▶ [Selected passage]
Why do we use rest mass to define restless particles?

• MacElliott
In summary, the conversation discusses the concept of whether photons are truly massless or if their mass is just extremely small. The upper limit to the mass of a photon is stated as 10^-18 eV and there is a debate on whether this could be proven without contradicting the behavior of our universe. The use of "rest mass" to define photons is questioned, and the idea of "relativistic mass" is explained as the (kinetic) energy of a particle divided by c^2. It is also discussed how gravity affects massless particles and the concept of wave/particle duality is brought up. The conversation concludes with the fact that there is no evidence of a photon mass and it is still an empirical question.
MacElliott
I, like many others, have always wondered whether photons truly massless or if their mass is just so small that its irrelevant? And of course, if they truly are massless, then how can black holes attract them?

▶ [Given problem 1] Duplicate everything in the photon mass discussion from "Why do we use" down to "an empirical question.".
▶ [Given problem 2] Pick up the photon mass discussion after its last sentence and continue it.

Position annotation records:
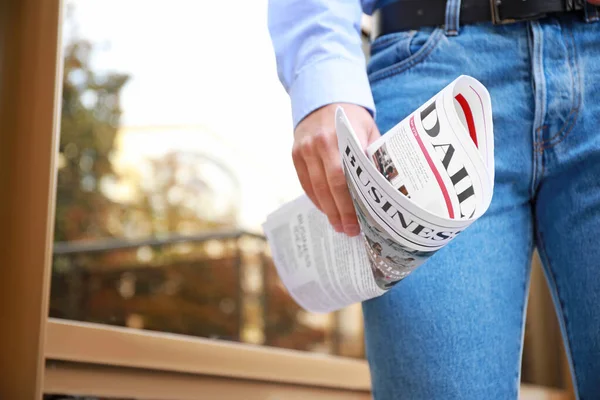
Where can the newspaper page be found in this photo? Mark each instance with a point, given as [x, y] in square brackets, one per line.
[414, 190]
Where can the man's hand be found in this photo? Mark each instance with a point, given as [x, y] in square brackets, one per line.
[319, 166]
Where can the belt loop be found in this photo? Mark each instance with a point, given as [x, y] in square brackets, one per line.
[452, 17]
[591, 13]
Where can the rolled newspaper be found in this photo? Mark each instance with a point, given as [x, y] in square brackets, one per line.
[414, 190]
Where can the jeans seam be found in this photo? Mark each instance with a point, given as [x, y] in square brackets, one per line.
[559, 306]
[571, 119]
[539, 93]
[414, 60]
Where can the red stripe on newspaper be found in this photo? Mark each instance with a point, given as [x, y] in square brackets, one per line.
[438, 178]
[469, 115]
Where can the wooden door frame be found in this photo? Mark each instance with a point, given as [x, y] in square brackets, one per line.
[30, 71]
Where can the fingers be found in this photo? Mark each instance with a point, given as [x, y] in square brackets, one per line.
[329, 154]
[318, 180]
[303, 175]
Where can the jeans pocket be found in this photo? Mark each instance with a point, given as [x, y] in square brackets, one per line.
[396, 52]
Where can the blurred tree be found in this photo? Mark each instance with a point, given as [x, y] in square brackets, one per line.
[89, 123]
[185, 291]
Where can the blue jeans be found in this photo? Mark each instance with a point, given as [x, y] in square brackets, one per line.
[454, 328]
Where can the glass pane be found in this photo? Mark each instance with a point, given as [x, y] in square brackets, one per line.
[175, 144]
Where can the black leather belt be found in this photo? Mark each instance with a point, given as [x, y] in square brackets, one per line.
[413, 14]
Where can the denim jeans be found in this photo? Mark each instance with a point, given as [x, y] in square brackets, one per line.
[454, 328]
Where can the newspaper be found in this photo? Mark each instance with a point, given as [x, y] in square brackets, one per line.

▶ [Final answer 1]
Why do we use rest mass to define restless particles?

• MacElliott
In summary, the conversation discusses the concept of whether photons are truly massless or if their mass is just extremely small. The upper limit to the mass of a photon is stated as 10^-18 eV and there is a debate on whether this could be proven without contradicting the behavior of our universe. The use of "rest mass" to define photons is questioned, and the idea of "relativistic mass" is explained as the (kinetic) energy of a particle divided by c^2. It is also discussed how gravity affects massless particles and the concept of wave/particle duality is brought up. The conversation concludes with the fact that there is no evidence of a photon mass and it is still an empirical question.

▶ [Final answer 2]
http://cosmoquest.org/forum/showthread.php?98056-Upper-limit-to-photon-mass <-- states the upper limit to the mass of the photon as 10^-18 eV. Doesn't that mean it's mathematically possible to prove photons can have mass, without contradicting the behavior of our universe?

I understand that the massless notion is based off of the fact that photons are never at rest, but SINCE photons are never at rest, why do we even use rest mass to define them?

Not only that, but the fact that nothing is EVER truly at rest is a well-established concept in physics due to the fact that motion is always relative to the observer, so why is a notion that can never actually be true treated like a fundamental scientific law?

Wouldn't it make more sense if you looked at it in a way that said, yes they have a mass, but the reason they can still reach light speed without succumbing to relativistic mass is a combination of the facts that
a) they're born at light speed and therefore skip the initial process
b) their excess energy gets converted to shortening their wavelength, rather than their velocity

I'm aware that someone is inevitably going to argue that black holes don't attract photons via gravity, rather they merely bend the space that photons travel along towards them resulting in said photon being sucked in. The common analogy that usually accompanies this argument is:

"Imagine you place a bowling ball in the centre of a mattress, then, you roll a marble along the mattress. The path of the marble would be straight until in reached the indent at which point it would begin traveling towards said bowing ball."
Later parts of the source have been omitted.